• SUPPLIED DATA:

......

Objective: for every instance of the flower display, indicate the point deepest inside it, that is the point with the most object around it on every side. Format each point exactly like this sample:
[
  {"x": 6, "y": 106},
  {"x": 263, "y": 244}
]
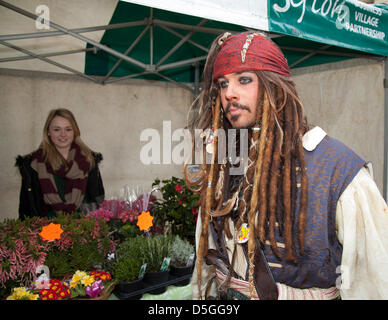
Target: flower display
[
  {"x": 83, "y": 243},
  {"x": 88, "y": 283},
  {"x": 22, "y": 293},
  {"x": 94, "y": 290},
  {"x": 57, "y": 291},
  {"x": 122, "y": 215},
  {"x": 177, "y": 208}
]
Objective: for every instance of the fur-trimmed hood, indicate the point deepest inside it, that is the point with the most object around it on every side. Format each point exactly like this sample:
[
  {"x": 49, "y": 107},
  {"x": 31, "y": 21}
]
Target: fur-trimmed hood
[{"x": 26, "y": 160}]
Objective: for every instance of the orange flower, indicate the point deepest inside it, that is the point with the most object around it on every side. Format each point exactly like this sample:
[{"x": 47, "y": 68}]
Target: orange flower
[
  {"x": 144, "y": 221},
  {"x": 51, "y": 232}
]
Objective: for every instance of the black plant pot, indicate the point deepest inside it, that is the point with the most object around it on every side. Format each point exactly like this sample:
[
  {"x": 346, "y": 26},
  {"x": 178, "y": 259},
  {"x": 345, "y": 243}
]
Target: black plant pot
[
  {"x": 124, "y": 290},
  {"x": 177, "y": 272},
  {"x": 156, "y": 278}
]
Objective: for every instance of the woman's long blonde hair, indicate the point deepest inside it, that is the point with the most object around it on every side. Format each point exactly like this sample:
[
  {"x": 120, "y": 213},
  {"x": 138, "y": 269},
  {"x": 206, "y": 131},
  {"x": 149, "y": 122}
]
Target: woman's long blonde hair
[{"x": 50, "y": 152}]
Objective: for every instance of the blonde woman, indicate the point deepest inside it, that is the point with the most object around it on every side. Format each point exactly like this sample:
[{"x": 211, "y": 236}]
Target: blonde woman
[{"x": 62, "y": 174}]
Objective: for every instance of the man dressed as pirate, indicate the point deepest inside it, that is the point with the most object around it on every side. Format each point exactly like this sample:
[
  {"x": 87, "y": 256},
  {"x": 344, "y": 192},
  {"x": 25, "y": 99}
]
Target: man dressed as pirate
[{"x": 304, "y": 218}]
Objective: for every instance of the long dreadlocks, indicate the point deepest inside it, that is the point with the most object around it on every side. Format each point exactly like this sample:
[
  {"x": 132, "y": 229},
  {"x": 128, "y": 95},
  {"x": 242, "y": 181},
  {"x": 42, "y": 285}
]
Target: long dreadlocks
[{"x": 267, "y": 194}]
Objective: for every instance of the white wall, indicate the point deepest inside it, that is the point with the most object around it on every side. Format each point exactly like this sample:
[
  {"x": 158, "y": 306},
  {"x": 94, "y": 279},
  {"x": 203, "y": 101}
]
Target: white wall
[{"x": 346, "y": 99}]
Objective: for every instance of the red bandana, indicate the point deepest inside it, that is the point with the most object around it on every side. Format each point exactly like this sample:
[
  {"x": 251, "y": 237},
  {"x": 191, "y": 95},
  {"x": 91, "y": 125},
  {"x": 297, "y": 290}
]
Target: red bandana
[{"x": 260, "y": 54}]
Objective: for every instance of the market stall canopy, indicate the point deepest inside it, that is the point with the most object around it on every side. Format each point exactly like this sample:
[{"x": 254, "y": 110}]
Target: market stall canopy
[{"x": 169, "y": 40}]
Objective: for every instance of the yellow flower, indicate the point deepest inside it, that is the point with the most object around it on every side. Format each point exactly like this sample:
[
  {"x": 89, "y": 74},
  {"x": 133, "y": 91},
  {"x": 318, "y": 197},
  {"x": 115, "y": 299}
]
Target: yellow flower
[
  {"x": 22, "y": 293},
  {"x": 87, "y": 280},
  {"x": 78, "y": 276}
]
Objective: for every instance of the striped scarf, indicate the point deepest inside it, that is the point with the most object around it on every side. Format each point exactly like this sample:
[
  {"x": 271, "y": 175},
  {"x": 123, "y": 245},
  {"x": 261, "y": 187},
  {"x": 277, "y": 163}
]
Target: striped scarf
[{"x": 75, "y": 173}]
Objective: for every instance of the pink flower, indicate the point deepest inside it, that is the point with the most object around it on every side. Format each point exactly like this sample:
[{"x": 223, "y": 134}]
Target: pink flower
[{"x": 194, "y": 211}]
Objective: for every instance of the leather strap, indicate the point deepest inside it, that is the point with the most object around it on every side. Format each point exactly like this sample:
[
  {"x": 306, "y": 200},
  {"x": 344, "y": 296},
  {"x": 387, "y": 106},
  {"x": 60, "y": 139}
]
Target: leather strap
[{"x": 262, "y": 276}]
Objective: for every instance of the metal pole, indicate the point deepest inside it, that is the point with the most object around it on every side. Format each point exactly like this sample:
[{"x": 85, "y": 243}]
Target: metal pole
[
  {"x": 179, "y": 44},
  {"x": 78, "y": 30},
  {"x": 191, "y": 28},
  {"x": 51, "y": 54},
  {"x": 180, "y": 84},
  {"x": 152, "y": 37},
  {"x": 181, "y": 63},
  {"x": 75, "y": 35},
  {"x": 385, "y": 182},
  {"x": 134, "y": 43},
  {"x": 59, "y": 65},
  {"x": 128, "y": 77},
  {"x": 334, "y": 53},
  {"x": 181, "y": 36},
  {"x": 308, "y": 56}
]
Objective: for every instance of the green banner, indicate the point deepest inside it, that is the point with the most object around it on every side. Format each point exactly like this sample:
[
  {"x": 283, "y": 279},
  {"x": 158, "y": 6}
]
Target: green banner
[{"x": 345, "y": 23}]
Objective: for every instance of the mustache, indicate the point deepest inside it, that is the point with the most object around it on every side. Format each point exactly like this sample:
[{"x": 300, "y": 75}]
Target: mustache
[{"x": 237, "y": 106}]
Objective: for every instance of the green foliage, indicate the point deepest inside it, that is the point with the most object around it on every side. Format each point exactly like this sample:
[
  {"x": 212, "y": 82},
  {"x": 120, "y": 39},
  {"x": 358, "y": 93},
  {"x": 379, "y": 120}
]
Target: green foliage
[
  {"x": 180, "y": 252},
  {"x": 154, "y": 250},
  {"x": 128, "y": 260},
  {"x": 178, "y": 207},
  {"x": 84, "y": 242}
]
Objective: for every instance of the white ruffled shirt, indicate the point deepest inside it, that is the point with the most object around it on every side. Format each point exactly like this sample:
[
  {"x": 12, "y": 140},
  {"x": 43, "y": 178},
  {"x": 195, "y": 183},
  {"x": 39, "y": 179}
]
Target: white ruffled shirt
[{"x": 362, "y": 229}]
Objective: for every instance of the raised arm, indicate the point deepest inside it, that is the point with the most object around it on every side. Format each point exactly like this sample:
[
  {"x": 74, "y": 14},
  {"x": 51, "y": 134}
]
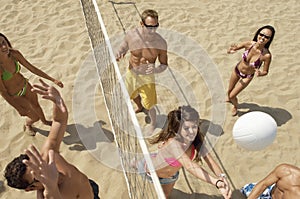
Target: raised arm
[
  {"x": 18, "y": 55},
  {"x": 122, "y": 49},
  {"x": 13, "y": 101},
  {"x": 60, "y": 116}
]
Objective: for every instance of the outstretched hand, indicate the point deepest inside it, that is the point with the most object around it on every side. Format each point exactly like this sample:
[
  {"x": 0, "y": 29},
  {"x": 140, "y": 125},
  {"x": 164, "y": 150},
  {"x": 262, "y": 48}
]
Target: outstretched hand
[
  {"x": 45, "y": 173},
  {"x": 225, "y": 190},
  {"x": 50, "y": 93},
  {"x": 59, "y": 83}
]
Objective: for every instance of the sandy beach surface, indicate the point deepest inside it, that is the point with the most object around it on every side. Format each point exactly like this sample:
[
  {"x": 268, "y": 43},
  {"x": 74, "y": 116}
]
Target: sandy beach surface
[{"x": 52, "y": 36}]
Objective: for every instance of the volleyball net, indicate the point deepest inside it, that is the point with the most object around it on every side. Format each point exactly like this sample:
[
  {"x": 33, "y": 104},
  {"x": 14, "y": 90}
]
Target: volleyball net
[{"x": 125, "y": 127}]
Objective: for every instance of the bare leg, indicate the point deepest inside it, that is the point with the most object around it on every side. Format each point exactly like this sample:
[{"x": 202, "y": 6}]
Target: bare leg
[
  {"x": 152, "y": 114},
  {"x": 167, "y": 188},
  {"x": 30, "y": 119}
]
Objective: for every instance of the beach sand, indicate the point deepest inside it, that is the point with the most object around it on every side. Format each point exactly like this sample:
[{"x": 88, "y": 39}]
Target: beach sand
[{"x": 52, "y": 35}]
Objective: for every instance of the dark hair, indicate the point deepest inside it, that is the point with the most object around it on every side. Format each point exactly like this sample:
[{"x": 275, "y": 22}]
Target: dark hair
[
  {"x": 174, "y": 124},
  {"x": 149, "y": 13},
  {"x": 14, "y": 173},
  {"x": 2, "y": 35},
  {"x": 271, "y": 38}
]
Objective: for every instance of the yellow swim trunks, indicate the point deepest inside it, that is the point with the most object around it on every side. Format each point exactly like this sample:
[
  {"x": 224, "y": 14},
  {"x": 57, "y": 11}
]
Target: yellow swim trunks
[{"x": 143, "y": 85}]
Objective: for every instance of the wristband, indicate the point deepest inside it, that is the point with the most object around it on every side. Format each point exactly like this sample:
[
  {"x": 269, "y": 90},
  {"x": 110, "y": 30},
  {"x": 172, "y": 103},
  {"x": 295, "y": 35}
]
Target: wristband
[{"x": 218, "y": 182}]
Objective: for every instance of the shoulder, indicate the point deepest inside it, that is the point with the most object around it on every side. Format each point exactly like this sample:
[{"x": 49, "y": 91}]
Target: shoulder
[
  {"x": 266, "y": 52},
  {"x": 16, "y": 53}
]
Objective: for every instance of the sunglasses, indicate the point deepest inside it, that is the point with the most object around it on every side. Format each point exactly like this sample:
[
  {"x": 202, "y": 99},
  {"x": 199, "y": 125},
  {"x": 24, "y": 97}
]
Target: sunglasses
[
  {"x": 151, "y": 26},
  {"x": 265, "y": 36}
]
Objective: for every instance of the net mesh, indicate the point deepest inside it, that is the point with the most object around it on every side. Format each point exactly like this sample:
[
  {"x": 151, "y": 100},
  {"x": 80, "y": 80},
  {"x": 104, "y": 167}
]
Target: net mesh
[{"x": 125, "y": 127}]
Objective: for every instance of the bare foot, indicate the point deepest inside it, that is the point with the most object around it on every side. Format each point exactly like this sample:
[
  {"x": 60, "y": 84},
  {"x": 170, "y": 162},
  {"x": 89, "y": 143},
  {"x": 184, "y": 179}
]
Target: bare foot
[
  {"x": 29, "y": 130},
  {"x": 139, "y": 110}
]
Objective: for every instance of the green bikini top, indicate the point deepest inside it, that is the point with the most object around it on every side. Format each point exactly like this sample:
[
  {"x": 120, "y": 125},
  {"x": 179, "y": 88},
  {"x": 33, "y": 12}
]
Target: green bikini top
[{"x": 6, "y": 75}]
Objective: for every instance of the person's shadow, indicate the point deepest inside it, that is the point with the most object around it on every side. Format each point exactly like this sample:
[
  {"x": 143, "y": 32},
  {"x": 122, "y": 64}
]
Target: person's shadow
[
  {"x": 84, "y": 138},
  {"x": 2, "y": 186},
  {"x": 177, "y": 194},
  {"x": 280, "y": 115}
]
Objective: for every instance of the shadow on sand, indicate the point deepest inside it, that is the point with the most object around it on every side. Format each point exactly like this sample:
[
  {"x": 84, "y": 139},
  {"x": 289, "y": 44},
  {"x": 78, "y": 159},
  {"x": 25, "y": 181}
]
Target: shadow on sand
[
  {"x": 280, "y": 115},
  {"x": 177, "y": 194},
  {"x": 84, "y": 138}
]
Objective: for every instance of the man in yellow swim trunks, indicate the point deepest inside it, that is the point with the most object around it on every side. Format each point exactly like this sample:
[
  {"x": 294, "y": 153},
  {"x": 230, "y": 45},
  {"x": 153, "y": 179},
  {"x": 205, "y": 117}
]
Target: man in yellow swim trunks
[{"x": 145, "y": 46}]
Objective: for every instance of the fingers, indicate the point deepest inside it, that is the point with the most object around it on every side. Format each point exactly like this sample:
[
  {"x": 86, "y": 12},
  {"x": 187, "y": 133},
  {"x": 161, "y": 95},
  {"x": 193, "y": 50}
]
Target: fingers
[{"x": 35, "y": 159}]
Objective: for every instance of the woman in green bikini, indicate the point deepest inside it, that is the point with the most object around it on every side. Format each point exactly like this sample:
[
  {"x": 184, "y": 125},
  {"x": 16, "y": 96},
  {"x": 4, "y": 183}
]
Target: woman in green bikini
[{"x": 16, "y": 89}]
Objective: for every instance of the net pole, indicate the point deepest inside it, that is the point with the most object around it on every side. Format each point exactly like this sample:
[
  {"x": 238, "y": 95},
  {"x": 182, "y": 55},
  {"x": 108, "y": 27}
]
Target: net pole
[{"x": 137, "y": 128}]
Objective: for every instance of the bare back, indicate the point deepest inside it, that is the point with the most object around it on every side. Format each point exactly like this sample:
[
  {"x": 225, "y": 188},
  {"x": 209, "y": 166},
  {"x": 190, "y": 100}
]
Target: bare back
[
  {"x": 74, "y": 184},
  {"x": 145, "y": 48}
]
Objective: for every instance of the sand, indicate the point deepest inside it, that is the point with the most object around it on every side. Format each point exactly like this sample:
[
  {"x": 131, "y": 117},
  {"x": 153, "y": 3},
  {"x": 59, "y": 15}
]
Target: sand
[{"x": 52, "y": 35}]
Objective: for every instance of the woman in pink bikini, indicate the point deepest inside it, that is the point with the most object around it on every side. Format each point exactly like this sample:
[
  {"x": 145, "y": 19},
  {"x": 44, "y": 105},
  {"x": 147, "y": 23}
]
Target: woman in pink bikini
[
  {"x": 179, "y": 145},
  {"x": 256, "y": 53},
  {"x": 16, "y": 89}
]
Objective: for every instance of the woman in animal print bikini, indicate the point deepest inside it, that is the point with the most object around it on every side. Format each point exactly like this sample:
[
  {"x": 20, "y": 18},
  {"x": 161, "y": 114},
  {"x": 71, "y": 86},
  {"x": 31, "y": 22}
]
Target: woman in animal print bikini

......

Copy out exactly the lines running from the line with "Objective: for every instance of the sand, indicate" to the end of the records, inclusive.

• RESULT FOR THIS TASK:
Objective: for every instance of the sand, indicate the point deepest inside it, that is the point with the most object around it on every side. Format each point exactly like this sample:
[
  {"x": 131, "y": 117},
  {"x": 153, "y": 3},
  {"x": 59, "y": 15}
]
Target: sand
[{"x": 52, "y": 35}]
Objective: for every instance of the woman in pink bikini, indicate the point deepest inside it, that is the point with the most object around it on every side. Format each point exactly like this sample:
[
  {"x": 145, "y": 19},
  {"x": 44, "y": 105},
  {"x": 147, "y": 23}
]
Target: woman in pink bikini
[
  {"x": 179, "y": 145},
  {"x": 256, "y": 53},
  {"x": 16, "y": 89}
]
Objective: for every instance of the woman in animal print bikini, indicate the point deepest inside it, that is the point with the most object around it on every side. Format each point exactly like this sample:
[
  {"x": 20, "y": 18},
  {"x": 161, "y": 114},
  {"x": 71, "y": 86},
  {"x": 31, "y": 22}
]
Target: woman in animal print bikini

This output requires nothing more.